»»

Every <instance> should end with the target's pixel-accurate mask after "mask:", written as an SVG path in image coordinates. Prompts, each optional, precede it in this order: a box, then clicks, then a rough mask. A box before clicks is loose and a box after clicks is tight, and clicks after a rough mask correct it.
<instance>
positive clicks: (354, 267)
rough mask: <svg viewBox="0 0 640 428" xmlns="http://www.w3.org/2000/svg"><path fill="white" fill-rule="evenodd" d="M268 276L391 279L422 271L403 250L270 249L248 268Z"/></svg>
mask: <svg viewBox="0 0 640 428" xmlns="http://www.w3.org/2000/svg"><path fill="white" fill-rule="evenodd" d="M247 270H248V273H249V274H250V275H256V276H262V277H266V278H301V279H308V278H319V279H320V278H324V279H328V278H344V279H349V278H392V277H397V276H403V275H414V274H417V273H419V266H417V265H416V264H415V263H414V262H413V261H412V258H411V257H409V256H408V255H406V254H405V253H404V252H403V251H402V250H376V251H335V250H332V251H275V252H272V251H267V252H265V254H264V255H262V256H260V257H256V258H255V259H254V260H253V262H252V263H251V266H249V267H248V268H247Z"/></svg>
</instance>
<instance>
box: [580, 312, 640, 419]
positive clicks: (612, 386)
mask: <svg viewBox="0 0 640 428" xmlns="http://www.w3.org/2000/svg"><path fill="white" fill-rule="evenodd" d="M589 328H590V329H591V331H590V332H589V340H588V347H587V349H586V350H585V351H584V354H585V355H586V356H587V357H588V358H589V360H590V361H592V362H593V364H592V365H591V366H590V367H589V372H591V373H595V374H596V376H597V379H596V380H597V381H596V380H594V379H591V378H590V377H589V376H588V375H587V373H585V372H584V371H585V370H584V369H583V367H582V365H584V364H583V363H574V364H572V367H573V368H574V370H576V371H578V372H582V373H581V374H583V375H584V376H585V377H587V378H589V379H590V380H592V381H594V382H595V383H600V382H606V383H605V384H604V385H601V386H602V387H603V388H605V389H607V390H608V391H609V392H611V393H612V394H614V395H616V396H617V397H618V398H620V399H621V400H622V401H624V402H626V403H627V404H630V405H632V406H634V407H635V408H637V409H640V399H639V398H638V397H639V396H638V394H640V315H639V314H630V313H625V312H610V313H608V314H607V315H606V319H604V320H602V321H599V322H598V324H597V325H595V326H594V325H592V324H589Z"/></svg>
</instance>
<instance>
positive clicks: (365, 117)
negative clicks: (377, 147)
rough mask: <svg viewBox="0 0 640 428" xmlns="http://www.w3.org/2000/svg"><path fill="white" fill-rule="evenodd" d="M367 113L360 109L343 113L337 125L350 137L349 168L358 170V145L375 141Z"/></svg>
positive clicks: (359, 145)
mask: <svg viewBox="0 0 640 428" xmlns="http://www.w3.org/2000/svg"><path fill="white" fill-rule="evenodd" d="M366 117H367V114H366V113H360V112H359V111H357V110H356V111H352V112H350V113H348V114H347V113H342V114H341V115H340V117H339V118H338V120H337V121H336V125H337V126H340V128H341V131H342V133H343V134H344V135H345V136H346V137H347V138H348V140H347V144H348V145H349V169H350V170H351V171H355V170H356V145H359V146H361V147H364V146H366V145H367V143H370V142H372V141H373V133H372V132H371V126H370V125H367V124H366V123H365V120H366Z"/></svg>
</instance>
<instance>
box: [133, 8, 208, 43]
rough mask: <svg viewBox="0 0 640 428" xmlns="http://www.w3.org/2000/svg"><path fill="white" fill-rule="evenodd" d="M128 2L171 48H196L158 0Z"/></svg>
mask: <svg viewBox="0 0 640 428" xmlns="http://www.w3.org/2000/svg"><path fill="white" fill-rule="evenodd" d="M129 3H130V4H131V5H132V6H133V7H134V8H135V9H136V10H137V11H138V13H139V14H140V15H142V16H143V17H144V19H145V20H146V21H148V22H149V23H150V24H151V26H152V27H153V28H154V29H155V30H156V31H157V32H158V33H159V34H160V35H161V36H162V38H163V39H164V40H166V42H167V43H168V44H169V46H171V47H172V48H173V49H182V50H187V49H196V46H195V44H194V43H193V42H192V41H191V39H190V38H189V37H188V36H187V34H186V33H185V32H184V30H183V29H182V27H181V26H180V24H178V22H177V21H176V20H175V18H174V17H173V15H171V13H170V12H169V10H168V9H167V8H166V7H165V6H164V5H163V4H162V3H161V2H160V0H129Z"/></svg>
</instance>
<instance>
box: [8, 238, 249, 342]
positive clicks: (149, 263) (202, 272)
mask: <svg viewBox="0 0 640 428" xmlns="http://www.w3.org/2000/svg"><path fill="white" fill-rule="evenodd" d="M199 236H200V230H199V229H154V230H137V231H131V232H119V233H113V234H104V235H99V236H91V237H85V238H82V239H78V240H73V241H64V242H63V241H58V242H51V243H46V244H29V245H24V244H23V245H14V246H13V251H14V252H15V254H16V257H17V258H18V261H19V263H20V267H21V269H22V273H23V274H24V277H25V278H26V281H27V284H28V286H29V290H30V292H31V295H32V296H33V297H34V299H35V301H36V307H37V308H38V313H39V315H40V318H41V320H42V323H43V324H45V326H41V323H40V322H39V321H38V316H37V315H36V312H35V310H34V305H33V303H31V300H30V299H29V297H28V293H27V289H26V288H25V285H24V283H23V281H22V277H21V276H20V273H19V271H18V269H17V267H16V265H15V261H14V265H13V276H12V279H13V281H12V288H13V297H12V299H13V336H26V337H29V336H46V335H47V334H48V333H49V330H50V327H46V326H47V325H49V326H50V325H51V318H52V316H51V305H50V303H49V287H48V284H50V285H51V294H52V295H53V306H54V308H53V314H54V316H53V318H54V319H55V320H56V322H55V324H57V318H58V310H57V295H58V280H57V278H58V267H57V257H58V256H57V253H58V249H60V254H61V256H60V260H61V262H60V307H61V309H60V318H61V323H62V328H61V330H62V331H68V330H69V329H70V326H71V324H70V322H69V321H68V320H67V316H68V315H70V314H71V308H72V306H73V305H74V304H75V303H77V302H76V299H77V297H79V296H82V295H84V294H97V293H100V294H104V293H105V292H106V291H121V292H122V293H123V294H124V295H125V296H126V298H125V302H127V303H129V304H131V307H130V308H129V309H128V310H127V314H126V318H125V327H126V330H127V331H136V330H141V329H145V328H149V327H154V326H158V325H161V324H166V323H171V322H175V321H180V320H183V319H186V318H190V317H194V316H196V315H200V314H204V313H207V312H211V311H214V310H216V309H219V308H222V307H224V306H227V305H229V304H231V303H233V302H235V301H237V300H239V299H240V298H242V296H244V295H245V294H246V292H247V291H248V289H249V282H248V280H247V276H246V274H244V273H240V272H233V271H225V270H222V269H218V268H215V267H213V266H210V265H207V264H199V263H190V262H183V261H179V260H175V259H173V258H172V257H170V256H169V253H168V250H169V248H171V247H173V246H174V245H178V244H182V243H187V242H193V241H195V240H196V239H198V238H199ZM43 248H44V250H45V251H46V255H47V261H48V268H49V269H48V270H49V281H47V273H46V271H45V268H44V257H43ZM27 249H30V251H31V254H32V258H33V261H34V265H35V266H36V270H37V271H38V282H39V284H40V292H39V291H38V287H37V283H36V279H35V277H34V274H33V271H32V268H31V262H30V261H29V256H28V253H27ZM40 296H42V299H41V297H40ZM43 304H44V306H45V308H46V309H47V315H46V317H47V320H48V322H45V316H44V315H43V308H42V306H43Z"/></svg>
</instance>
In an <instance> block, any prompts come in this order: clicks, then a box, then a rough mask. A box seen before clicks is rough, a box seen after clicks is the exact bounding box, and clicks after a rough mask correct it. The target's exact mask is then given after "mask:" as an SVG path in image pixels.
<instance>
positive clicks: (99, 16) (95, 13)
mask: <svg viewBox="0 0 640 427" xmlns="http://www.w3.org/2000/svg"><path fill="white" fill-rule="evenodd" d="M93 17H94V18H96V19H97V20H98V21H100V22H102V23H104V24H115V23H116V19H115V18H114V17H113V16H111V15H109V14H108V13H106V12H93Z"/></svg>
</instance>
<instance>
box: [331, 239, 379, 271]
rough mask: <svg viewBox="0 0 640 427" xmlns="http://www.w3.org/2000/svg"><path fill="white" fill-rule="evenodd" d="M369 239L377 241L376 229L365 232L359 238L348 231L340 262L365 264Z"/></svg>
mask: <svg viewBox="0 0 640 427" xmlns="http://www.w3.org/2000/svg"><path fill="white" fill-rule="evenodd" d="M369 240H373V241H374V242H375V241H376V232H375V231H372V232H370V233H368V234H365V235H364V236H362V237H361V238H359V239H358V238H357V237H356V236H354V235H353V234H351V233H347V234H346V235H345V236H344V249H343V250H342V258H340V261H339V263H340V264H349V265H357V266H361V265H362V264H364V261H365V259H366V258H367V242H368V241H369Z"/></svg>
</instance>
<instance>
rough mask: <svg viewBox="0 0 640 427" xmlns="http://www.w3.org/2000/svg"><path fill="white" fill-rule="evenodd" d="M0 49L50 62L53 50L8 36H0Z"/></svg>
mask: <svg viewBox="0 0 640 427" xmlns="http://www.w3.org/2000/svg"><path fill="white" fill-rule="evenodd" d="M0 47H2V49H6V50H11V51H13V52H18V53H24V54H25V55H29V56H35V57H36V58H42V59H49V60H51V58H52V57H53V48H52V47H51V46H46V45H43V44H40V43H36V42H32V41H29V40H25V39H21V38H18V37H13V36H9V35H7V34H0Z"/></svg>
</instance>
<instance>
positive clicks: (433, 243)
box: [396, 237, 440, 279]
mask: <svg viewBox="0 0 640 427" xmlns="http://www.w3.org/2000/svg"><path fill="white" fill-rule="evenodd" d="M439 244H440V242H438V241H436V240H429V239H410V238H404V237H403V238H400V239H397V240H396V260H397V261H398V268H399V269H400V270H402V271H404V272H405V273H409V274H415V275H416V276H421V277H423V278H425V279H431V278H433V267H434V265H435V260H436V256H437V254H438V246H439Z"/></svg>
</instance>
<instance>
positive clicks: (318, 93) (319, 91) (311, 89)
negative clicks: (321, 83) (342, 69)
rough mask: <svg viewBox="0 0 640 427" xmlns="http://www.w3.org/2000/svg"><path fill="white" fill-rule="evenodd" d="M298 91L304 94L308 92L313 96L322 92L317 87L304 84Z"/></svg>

««

- **WHAT THIS TASK INVOLVES**
In exact wording, restate the lines of the data above from the first through the one holding "box: [580, 312, 640, 419]", and stop after that line.

- **YOUR RESPONSE**
Every <instance> should end with the target's pixel-accurate mask after "mask:", written as an SVG path in image coordinates. Prompts, each optional, precede it in this order: a box, then clicks, then a rough mask. A box before clicks is loose and a box after clicks is tight, and clicks after a rough mask correct it.
<instance>
positive clicks: (354, 267)
rough mask: <svg viewBox="0 0 640 428" xmlns="http://www.w3.org/2000/svg"><path fill="white" fill-rule="evenodd" d="M268 276L391 279L422 271L403 250L270 249L248 268Z"/></svg>
mask: <svg viewBox="0 0 640 428" xmlns="http://www.w3.org/2000/svg"><path fill="white" fill-rule="evenodd" d="M247 270H248V273H249V274H250V275H256V276H262V277H266V278H301V279H308V278H319V279H320V278H324V279H328V278H344V279H349V278H392V277H397V276H403V275H414V274H417V273H419V266H417V265H416V264H415V263H414V262H413V261H412V258H411V257H409V256H408V255H406V254H405V253H404V252H403V251H402V250H376V251H335V250H332V251H275V252H272V251H267V252H265V254H264V255H262V256H260V257H256V258H255V259H254V260H253V262H252V263H251V266H249V267H248V268H247Z"/></svg>
</instance>
<instance>
box: [580, 312, 640, 419]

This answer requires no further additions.